=== Exercise directions ===
Make a verbatim copy of all the records. Skip every image.

=== Information ===

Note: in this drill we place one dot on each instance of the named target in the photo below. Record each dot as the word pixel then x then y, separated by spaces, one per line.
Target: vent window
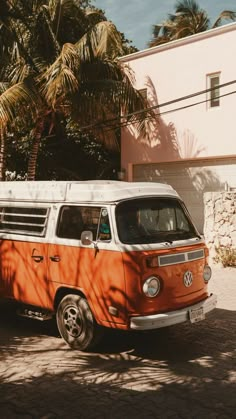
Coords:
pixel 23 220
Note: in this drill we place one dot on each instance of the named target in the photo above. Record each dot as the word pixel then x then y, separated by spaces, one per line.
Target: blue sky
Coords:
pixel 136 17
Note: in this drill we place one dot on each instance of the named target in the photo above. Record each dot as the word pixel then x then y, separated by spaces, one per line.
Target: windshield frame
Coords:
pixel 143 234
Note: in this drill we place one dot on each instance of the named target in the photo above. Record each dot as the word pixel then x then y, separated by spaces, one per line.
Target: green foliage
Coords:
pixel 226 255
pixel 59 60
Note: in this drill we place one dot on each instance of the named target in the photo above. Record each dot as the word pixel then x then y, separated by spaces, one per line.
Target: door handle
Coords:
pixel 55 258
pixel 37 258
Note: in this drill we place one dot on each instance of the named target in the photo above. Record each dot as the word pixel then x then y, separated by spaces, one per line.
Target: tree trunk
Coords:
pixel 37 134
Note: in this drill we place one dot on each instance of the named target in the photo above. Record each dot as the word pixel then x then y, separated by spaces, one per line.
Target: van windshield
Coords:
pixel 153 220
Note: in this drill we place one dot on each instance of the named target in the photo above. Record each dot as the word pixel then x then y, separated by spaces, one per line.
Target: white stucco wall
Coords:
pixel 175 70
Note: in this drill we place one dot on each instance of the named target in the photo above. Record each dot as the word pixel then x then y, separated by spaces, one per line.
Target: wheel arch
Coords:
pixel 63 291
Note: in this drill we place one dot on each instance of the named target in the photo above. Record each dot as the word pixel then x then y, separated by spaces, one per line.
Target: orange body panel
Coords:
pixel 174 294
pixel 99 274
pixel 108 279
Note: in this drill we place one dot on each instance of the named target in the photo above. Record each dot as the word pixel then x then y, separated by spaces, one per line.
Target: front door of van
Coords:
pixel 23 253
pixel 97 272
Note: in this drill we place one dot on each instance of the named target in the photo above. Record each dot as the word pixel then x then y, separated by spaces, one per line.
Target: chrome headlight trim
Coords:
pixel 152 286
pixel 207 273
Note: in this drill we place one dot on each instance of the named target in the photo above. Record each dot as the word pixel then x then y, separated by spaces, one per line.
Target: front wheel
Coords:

=== Finished task ===
Note: in this drill we place one dot on each instance of the named target in the photo below. Record each dot as the word pixel then x then y, separated by spaces, one per line.
Target: vent window
Coords:
pixel 23 220
Note: in this drill we place one dot on each instance of the named target in the photo above. Record each dot as the word pixel then x then y, separated by spaces, one per line.
Target: blue sky
Coords:
pixel 136 17
Note: in this drill we place one dot on each instance of the named target in the photo above. Record each dot as the word pixel then x then y, separated by spaces, one per line.
Target: windshield frame
Coords:
pixel 143 234
Note: in this drill we place one dot on each instance of the named target in the photo above. Record each dot as the word pixel then x then y, separated by spaces, one per line.
Target: green foliage
Coords:
pixel 226 255
pixel 59 60
Note: in this drill we place one dot on each instance of the named target in the photo above. Record each dot as the word pixel then x then y, separated by spaces, one per line.
Target: door handle
Coords:
pixel 55 258
pixel 37 258
Note: in this drill we place one dot on each instance of the named target in the photo above. Record each dot as the word pixel then x then y, separated by spaces, one per line.
Target: tree trunk
Coords:
pixel 37 134
Note: in this drill we place one dot on each instance of the named target in the photo above. Record each dot as the word pixel then x then y, separated by spaces, one per line.
Target: van windshield
Coords:
pixel 153 220
Note: in this drill we place one dot on each instance of the named target in the photo above. Record each dot as the word pixel then x then y, separated by spaces, one per line.
Target: white stucco wall
Coords:
pixel 175 70
Note: in this drill we place one dot on each instance of the named target in the photo above. Record each dot as the word pixel then x then y, separated by spaces, one per line.
Target: wheel arch
Coords:
pixel 63 291
Note: in this drill we place one dot on each instance of the named target in the photo above. Record each dot as the word pixel then x then y, separated by spaces, one per line.
Target: orange body panel
Coords:
pixel 174 294
pixel 99 274
pixel 108 279
Note: in this drill we place one dot on each instance of the named target in the photo above. Record each dot as the word pixel then x then y, separated by spaces, one per line.
Target: front door of van
Coords:
pixel 23 253
pixel 97 272
Note: in this drill we place one dot on each instance of the named target in the photo above. Record each dot as the word pixel then x then y, separated by spaces, one per line.
Target: chrome headlight trim
Coords:
pixel 152 286
pixel 207 273
Note: in this drill we place one dot on each instance of the named target in the photo above. Record each dot as the word pixel then x then y, separated by spaces, one per line.
Target: front wheel
Coords:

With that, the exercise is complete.